Goal: Look at the entries below and reproduce them exactly.

--- Working data ---

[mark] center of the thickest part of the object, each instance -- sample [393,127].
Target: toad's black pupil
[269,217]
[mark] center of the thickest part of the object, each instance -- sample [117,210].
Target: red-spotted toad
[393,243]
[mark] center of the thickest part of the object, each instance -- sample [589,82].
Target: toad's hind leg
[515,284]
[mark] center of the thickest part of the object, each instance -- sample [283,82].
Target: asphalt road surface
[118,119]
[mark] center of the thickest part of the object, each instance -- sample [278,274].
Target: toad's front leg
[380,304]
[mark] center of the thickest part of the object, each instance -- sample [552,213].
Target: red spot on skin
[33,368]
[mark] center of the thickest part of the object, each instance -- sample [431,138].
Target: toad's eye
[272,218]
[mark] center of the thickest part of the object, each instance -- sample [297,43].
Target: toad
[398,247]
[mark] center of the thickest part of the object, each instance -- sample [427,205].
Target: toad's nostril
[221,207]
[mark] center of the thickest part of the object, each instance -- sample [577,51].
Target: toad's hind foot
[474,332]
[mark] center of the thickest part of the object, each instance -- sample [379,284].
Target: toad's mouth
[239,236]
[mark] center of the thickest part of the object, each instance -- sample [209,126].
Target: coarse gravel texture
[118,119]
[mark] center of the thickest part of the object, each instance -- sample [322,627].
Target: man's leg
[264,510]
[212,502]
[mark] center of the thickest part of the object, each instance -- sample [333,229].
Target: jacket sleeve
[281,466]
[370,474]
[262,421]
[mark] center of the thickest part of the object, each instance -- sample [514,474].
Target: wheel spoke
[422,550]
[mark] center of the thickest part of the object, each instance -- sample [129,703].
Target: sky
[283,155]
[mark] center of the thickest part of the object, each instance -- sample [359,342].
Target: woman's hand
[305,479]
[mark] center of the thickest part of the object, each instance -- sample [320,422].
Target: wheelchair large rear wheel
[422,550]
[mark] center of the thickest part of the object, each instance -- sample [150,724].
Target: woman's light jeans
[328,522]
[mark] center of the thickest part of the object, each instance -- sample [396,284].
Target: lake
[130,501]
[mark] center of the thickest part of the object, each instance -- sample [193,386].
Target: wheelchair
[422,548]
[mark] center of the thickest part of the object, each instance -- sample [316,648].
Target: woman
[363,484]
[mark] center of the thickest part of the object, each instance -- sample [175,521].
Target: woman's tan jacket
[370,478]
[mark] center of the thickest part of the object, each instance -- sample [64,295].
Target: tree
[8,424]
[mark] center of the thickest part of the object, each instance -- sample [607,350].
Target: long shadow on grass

---

Solution:
[mark] center of the thickest part of the object, each instance -- sample [393,127].
Target: toad's black pupil
[269,217]
[mark] center of the thickest part of the object, each instance -- sample [117,210].
Target: red-spotted toad
[393,243]
[mark] center of the thickest part of the object, each instance -- sample [589,82].
Target: toad's hind leg
[515,284]
[mark] center of the thickest part of the object, each instance -- sample [283,82].
Target: asphalt road surface
[118,119]
[mark] center of the thickest part of the object, each instance -- sample [278,274].
Target: toad's front leg
[380,304]
[mark] center of the thickest part of the object, each instance -- sample [552,213].
Target: red spot on skin
[33,368]
[mark] center of the thickest part of the object, each instance -- sample [431,138].
Target: toad's eye
[272,218]
[mark] center of the thickest part of the object, each instance -- sample [297,43].
Target: toad
[398,247]
[mark] center of the thickest part of the object, each instance -- sample [427,205].
Target: toad's nostril
[221,207]
[mark] center of the thickest part of the object, each instance -- sample [577,51].
Target: toad's hind foot
[474,332]
[mark] center of the thickest part of the object, each instance -- sample [379,284].
Target: toad's mouth
[239,236]
[mark] center of the thickest part of the object, each instance -- sample [209,126].
Target: coarse gravel texture
[118,119]
[mark] center of the thickest part of the object, each instance -- sample [322,627].
Target: man's leg
[264,510]
[212,502]
[mark] center of the thickest part of the object, each instance -- sample [333,229].
Target: jacket sleeve
[281,466]
[370,474]
[262,421]
[mark] center of the thickest part of the object, each instance -- sample [514,474].
Target: wheel spoke
[422,550]
[mark] center of the thickest part of the object, each instance -- sample [129,703].
Target: sky
[283,155]
[mark] center of the thickest part of the object, each instance -- sample [359,342].
Target: woman's hand
[305,479]
[mark] center of the thickest part of the object, each instance -- sample [320,422].
Target: wheelchair large rear wheel
[422,550]
[mark] center of the thickest part of the object, each instance -- sample [150,724].
Target: woman's light jeans
[328,522]
[mark] center of the thickest part of the object, each instance -- sample [396,284].
Target: lake
[130,501]
[mark] center of the thickest part of the object, each instance -- sample [193,386].
Target: wheelchair
[422,548]
[mark] center of the thickest part of the object, each instance -- sample [316,648].
Target: woman
[363,484]
[mark] center of the thickest part of the object, each instance -- sample [175,521].
Target: woman's tan jacket
[370,478]
[mark] center of the thickest part of the object, each instance -- sample [64,295].
Target: tree
[8,424]
[mark] center of the thickest part of the object, each instance -- sample [607,350].
Target: long shadow on grass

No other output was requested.